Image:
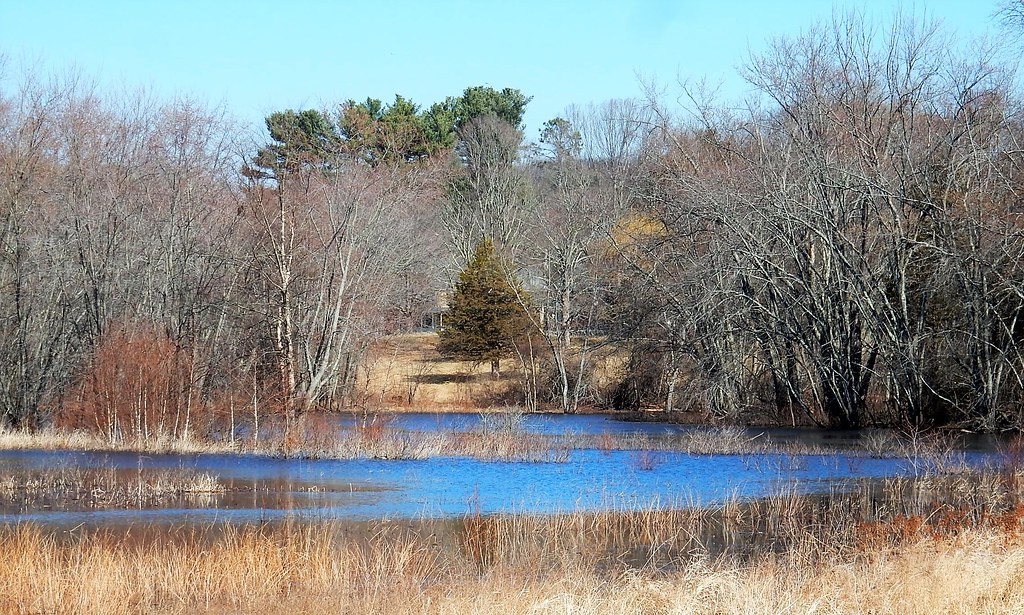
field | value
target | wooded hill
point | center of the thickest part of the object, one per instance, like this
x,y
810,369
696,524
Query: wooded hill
x,y
845,250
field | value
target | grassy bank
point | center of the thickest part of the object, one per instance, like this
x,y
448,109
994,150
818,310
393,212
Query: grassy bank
x,y
501,436
946,544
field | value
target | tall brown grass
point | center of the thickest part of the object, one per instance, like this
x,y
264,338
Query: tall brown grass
x,y
887,548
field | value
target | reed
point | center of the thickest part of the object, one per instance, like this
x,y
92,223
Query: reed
x,y
567,563
103,488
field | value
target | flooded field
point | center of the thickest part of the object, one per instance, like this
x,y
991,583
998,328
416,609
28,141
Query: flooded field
x,y
98,488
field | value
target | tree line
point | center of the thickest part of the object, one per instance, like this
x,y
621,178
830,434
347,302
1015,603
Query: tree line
x,y
844,249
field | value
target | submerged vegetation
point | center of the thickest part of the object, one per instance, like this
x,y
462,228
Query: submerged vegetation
x,y
940,544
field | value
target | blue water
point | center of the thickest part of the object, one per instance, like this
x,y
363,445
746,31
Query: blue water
x,y
454,486
267,488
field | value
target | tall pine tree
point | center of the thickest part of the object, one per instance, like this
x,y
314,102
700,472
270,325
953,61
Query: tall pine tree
x,y
486,313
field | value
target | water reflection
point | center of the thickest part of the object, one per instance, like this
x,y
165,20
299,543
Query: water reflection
x,y
259,488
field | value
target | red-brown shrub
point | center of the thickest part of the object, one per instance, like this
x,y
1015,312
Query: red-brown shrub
x,y
138,385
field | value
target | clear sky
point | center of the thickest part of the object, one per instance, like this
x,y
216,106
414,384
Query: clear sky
x,y
256,56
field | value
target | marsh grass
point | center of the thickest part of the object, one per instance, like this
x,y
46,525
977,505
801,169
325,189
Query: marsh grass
x,y
103,488
893,547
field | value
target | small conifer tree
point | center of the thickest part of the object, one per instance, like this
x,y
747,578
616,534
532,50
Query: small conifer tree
x,y
486,313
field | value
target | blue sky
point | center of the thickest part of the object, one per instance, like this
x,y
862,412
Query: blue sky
x,y
255,56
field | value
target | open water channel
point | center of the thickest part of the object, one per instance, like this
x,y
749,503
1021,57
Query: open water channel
x,y
261,488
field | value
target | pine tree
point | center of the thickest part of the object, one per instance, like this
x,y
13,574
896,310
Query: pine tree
x,y
486,313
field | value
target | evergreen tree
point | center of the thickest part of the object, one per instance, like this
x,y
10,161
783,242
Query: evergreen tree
x,y
486,312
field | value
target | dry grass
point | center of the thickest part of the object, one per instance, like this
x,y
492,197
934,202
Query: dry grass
x,y
103,488
79,440
535,566
928,547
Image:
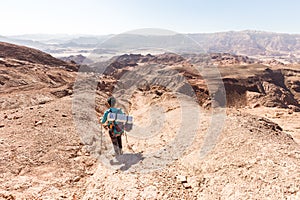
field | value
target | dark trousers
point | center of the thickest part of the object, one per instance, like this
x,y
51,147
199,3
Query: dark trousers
x,y
117,142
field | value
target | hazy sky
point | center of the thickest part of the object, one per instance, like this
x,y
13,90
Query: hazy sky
x,y
117,16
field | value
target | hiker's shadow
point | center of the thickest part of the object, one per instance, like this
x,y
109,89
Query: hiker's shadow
x,y
127,160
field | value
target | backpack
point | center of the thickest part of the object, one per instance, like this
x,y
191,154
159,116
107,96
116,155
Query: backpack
x,y
120,122
115,125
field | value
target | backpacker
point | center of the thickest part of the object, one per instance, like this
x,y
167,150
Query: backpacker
x,y
119,122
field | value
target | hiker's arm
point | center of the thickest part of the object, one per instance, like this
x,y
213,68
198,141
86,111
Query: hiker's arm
x,y
104,118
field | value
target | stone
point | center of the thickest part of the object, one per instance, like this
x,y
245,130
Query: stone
x,y
181,179
38,123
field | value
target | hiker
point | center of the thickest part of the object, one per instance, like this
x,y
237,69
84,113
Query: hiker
x,y
115,132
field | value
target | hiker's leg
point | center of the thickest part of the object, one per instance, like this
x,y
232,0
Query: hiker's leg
x,y
114,141
120,144
119,141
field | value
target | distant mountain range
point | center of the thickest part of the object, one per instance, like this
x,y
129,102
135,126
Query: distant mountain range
x,y
258,44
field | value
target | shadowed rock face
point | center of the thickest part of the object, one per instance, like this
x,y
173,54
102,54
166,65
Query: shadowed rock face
x,y
252,82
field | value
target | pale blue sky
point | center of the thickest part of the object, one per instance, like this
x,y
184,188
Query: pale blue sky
x,y
117,16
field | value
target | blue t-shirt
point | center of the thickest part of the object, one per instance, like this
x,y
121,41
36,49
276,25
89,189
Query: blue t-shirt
x,y
113,110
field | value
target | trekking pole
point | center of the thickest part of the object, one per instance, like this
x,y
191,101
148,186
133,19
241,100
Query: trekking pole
x,y
128,146
101,136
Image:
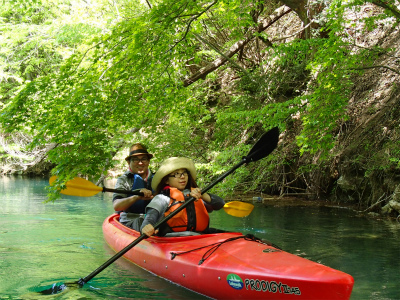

::::

- [Work required]: Repeat the lines of the listing above verbatim, beginning at its first line and ending at the line containing "target | reed", which is included. Omit pictures.

- [Problem solution]:
Image:
field | value
target | wooded hill
point | center of the thickest part of the object, one per instance, like this
x,y
810,369
696,524
Query: wooded hill
x,y
845,250
field | value
target | grassy bank
point | center of the thickest part of the object, one per instance, like this
x,y
448,109
994,150
818,310
393,212
Query: grassy bank
x,y
501,436
946,544
field | value
target | tall brown grass
point | center of the thickest part of the object, one per instance, like this
x,y
264,338
Query: tall brown grass
x,y
887,548
field | value
target | reed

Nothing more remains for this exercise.